● Work to complete
Copy the listing below line for line, leaving out the pictures.

● Supplied information

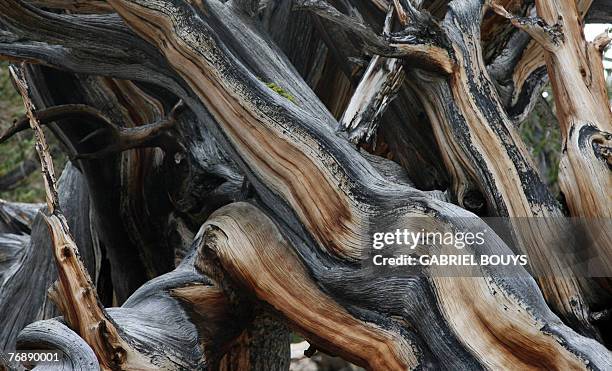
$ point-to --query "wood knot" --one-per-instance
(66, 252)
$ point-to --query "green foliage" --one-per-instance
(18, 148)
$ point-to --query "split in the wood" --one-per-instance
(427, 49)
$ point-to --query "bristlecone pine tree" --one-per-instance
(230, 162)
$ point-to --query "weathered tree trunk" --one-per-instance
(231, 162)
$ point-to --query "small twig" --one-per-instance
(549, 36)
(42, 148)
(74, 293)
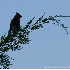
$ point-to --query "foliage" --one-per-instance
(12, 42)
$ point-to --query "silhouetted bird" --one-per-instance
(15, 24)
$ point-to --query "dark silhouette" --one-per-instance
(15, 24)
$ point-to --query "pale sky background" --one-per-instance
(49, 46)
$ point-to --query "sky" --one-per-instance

● The output
$ point-to --query "wood knot" --one-per-instance
(66, 252)
$ point-to --query "green foliage" --one-per-instance
(18, 148)
$ point-to --query "split in the wood" --one-per-instance
(427, 49)
$ point-to --query "bristlecone pine tree" --one-per-instance
(230, 162)
$ point-to --query "weathered tree trunk" --one-per-instance
(231, 162)
$ point-to --query "small twig" --one-per-instance
(549, 36)
(42, 148)
(74, 293)
$ point-to --query "foliage" --one-per-instance
(12, 42)
$ point-to --query "silhouetted bird" --one-per-instance
(15, 24)
$ point-to --query "dark silhouette" --one-per-instance
(15, 24)
$ point-to --query "pale sky background" --one-per-instance
(49, 46)
$ point-to --query "sky" --one-per-instance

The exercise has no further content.